**Texte cité**.
──────

Le cher bulletin paroissial est attendu avec impatience chaque semaine, et par votre vicaire , et par vos paroissiens mobilisés à Brest.   Envoyez-le si , c’est possible , dès le samedi soir.  

Votre vicaire reconnaissant et dévoué en N. S.  S. Caille

M. le Curé , Presque tous les jours j’ai la douce satisfaction de pouvoir assister à la messe et d’y communier.   Tous les soirs on peut assister au Salut et le vendredi au Chemin de la Croix.  Au salut, hier soir, notre bon Curé de M..   nous a avertis que le temps des Pâques était ouvert à tous les habitants du canton d’Albert, et aussi à tous les soldats. Quel spectacle nous avons eu en voyant la petite église remplie de soldats à la messe de communion de 6h1/2 et à celle de 8 h. Ensuite j’ai été à la grand’messe qui était chantée par un prêtre-soldat. Pendant la messe nous avons eu un sermon par un aumônier du 123è territorial.  Il nous a dit que ce temps était pour nous comme une grande mission, où l’on se retrempe dans la foi catholique.   Votre tout dévoué.  L. J.

──────

**Contenu du listing**.
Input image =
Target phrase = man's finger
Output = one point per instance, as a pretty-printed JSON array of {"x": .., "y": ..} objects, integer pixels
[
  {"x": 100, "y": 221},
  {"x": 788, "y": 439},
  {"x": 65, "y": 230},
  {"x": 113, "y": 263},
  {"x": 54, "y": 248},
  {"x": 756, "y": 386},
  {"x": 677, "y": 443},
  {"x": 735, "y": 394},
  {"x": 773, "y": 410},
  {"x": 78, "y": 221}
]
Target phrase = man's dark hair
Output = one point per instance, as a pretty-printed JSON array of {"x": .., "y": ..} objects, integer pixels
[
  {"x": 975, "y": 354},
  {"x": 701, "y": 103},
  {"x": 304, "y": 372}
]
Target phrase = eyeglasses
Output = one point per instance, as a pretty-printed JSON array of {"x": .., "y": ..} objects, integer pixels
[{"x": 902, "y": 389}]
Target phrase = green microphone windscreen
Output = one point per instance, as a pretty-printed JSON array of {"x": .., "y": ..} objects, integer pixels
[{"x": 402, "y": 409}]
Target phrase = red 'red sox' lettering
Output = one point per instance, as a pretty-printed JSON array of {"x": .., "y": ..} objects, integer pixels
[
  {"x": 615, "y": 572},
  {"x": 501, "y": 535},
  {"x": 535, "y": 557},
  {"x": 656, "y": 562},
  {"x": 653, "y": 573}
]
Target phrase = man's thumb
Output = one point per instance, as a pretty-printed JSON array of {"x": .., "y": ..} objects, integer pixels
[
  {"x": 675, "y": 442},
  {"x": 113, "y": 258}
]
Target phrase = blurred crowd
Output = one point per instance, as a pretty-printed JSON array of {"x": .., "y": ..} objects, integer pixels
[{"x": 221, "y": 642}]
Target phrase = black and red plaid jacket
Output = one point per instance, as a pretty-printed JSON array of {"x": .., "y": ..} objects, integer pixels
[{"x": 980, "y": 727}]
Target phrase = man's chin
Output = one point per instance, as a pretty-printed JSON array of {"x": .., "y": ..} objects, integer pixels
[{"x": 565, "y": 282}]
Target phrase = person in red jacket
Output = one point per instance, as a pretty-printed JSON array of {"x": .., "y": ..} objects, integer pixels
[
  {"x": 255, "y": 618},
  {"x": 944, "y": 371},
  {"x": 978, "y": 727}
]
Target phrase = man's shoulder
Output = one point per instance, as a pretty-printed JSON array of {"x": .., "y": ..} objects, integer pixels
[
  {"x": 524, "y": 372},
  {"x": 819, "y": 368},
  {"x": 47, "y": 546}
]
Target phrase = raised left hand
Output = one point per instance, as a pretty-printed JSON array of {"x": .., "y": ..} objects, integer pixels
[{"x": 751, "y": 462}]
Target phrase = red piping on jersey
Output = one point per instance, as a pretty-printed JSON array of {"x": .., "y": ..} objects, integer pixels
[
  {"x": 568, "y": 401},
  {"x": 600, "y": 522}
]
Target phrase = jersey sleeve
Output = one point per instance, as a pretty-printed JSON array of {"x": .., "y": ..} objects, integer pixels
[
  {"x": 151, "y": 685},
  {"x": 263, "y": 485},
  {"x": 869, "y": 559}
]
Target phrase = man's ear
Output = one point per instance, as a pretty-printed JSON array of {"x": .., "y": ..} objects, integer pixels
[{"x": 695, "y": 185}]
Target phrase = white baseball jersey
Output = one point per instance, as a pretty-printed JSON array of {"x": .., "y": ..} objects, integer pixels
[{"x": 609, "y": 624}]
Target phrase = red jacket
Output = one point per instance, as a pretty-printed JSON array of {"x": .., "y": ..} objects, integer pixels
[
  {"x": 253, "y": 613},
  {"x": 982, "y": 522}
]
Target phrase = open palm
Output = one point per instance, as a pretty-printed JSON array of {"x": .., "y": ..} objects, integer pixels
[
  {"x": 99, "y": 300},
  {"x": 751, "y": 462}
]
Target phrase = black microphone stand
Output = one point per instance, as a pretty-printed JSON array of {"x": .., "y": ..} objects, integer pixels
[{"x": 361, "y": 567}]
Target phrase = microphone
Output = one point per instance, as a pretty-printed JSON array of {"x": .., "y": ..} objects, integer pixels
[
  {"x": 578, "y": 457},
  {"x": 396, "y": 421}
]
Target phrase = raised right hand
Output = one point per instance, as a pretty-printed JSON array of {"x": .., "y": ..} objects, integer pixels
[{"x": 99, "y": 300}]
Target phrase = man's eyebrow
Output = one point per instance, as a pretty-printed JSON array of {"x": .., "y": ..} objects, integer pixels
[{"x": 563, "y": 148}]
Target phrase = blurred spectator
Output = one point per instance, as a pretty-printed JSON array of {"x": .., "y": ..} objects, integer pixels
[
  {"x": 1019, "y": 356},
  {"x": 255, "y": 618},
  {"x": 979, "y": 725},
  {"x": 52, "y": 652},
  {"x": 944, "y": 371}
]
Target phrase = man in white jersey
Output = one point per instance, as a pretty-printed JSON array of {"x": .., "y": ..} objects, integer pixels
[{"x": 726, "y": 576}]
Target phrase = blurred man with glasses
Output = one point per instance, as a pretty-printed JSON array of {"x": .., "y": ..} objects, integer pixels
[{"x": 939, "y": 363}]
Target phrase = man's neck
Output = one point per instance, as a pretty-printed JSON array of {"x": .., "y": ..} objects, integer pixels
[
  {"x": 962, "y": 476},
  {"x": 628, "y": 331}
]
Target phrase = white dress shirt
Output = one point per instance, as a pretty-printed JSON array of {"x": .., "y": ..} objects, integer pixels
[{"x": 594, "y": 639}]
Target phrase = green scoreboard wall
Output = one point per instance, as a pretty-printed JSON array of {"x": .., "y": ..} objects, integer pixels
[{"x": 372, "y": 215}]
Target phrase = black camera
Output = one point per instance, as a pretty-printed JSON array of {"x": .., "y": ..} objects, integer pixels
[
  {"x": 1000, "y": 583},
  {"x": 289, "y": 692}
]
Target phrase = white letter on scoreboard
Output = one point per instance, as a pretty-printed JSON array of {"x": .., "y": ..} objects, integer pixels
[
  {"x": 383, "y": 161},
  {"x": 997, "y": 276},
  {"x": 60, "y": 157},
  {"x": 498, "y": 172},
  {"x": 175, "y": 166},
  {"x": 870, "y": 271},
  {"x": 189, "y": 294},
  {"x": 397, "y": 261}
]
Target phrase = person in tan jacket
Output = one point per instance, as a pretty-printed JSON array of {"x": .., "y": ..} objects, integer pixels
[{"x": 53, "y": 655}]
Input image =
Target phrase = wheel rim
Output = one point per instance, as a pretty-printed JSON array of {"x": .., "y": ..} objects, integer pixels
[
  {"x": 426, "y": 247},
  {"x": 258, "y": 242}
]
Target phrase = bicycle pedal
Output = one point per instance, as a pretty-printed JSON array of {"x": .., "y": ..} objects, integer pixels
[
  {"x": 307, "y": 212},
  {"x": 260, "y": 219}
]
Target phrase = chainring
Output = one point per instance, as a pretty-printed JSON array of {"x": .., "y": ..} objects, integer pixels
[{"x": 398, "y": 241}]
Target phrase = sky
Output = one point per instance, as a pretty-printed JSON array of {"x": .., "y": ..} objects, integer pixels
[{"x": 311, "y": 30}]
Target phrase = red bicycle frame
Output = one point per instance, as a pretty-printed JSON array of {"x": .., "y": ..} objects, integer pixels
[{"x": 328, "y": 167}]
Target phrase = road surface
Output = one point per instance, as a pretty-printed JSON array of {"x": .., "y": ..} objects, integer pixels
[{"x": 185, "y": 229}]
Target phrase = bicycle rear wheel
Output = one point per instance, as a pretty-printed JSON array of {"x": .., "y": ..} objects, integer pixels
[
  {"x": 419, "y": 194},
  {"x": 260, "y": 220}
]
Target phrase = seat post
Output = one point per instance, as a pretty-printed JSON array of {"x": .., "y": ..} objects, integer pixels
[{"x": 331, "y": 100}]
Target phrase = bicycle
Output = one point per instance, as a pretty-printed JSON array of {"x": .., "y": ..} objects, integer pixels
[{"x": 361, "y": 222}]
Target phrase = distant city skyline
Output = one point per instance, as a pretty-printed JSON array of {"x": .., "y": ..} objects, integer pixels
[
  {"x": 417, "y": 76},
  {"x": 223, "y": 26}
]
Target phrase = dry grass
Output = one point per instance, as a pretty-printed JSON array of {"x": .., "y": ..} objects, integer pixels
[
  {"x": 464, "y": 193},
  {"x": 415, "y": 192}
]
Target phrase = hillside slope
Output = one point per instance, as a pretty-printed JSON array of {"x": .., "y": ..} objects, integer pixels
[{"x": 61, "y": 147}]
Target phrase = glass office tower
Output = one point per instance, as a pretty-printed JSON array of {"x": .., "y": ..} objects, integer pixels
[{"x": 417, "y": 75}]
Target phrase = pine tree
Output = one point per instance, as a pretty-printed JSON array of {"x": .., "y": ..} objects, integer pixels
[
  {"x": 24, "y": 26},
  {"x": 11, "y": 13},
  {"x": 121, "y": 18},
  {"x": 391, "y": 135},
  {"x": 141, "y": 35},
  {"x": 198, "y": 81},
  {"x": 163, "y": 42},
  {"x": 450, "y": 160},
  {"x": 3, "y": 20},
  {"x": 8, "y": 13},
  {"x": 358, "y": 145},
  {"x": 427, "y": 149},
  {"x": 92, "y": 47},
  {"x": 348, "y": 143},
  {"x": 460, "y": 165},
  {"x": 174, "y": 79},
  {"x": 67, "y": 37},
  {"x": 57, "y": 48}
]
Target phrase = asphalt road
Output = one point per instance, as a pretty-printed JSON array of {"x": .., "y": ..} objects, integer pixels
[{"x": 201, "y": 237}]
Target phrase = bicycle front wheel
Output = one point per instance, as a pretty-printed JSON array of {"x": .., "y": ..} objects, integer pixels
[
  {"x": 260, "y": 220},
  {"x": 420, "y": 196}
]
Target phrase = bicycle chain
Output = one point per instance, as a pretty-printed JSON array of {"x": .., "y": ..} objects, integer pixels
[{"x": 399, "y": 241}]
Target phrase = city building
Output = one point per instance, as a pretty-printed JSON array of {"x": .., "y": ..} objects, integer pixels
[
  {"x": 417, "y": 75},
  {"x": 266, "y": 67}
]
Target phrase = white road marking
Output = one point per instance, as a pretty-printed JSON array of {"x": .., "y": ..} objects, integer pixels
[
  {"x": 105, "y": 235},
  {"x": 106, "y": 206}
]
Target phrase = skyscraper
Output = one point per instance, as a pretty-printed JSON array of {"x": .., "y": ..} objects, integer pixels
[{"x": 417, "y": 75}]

──────

**Consigne**.
Répondez brièvement à ces questions à partir du texte cité :
1. Quand le vicaire demande-t-il que le bulletin paroissial soit envoyé ?
2. À quelles heures ont eu lieu les messes de communion où la petite église était remplie de soldats ?
3. Par qui la grand'messe était-elle chantée ?

**Réponse**.
1. Dès le samedi soir, si c'est possible.
2. À 6h1/2 et à 8 h.
3. Par un prêtre-soldat.